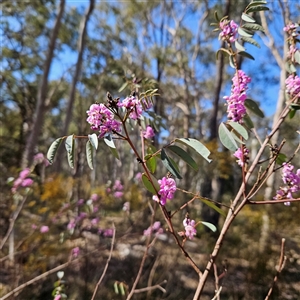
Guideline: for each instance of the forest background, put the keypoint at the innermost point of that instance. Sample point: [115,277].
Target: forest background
[59,57]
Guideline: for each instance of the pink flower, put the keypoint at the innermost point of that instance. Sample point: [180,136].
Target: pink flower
[167,189]
[94,197]
[291,181]
[118,194]
[126,206]
[148,133]
[229,31]
[102,119]
[75,251]
[293,86]
[236,101]
[189,226]
[155,229]
[118,185]
[27,182]
[44,229]
[23,174]
[133,105]
[242,156]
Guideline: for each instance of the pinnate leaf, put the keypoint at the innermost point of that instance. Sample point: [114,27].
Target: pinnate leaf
[170,165]
[226,138]
[211,226]
[53,149]
[93,138]
[253,106]
[239,129]
[184,156]
[196,146]
[89,154]
[70,147]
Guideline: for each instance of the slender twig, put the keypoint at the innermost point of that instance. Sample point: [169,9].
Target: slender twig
[37,278]
[235,208]
[12,222]
[107,262]
[150,288]
[281,264]
[217,295]
[274,201]
[218,289]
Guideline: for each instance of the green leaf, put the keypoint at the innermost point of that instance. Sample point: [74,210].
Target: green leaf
[250,41]
[195,145]
[116,287]
[281,158]
[253,106]
[292,113]
[247,18]
[251,26]
[246,54]
[70,147]
[148,185]
[169,164]
[226,138]
[122,289]
[93,138]
[151,163]
[239,129]
[213,206]
[53,149]
[256,8]
[110,143]
[248,121]
[236,137]
[211,226]
[222,50]
[295,106]
[184,156]
[231,61]
[89,154]
[297,57]
[256,3]
[243,33]
[216,16]
[239,46]
[123,87]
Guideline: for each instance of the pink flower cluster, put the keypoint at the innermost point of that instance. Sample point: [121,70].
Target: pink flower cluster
[242,155]
[293,86]
[155,229]
[102,120]
[236,101]
[229,31]
[189,226]
[148,133]
[291,181]
[39,158]
[117,189]
[167,190]
[133,105]
[290,27]
[22,180]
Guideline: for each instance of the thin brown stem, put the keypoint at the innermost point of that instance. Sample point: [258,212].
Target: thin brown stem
[107,263]
[281,264]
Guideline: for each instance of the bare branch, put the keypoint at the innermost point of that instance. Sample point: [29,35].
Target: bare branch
[107,262]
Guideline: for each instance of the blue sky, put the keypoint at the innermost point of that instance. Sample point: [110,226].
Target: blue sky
[263,63]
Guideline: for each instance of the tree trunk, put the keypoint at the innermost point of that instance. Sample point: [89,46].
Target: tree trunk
[38,117]
[212,186]
[71,100]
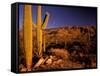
* * * * *
TASK BRIEF »
What you give back must match the entries exactly, apart from the omitted pictures.

RESULT OF THIS TASK »
Guideline: for each instance of the forest background, put the keypoint at the innermost point of that instance. Sample point: [115,277].
Target: forest background
[59,57]
Guideline: for each instance of the pink flower, put the keypoint at the innermost point of that instance. Sample point: [180,136].
Target: pink flower
[167,189]
[94,197]
[291,181]
[118,194]
[126,206]
[148,133]
[229,31]
[102,119]
[75,251]
[293,86]
[236,101]
[189,226]
[155,229]
[118,185]
[27,182]
[44,229]
[23,174]
[133,105]
[242,156]
Guideline: for each instance of the pinnate leaf, put the keypoint at the innermost point of that instance. Sample point: [114,27].
Target: pinnate leaf
[170,165]
[226,138]
[211,226]
[53,149]
[93,138]
[253,106]
[239,129]
[184,156]
[196,146]
[89,154]
[70,147]
Guideline: for each instance of the slender twig, put the keypoint at the innermost point of that instance. Sample point: [169,9].
Target: slender twig
[37,278]
[235,208]
[12,222]
[107,262]
[150,288]
[281,264]
[217,295]
[274,201]
[218,289]
Guideline: for each instance of the green leaf, put the keypoint at the innermost point of that instance. Sample point: [74,210].
Target: green leaf
[250,41]
[195,145]
[116,287]
[281,158]
[253,106]
[292,113]
[247,18]
[251,26]
[246,54]
[70,147]
[148,185]
[169,164]
[226,138]
[122,289]
[93,138]
[151,163]
[239,129]
[213,206]
[53,149]
[256,8]
[110,143]
[248,121]
[236,137]
[211,226]
[222,50]
[295,106]
[184,156]
[231,61]
[89,154]
[297,57]
[256,3]
[243,33]
[216,16]
[239,46]
[123,87]
Guideline: for each instance of the pink flower cluster, put the keypoint at the innermost point of that instance. Sample point: [121,70].
Target: pink flower cluster
[242,155]
[293,86]
[155,229]
[102,120]
[236,101]
[229,31]
[189,226]
[148,133]
[291,181]
[39,158]
[117,189]
[167,190]
[133,105]
[290,27]
[22,180]
Guideline: for each instance of the thin brown stem, put the keypoint at the innermost point of that instance. Sample point: [258,212].
Target: thin brown stem
[107,263]
[281,264]
Guideline: for each instance of the bare branch, put the keypoint at the innermost point of that instance. Sample point: [29,35].
Target: bare branch
[107,262]
Guideline: for each instance of the blue sky, put the keypoint at the innermost point of that instance. Sample point: [110,226].
Target: blue sky
[263,63]
Guideline: for each instance of the tree trunk, put the keypoint at the innermost point of that instance. Sample point: [89,46].
Target: tree trunk
[38,117]
[212,186]
[71,100]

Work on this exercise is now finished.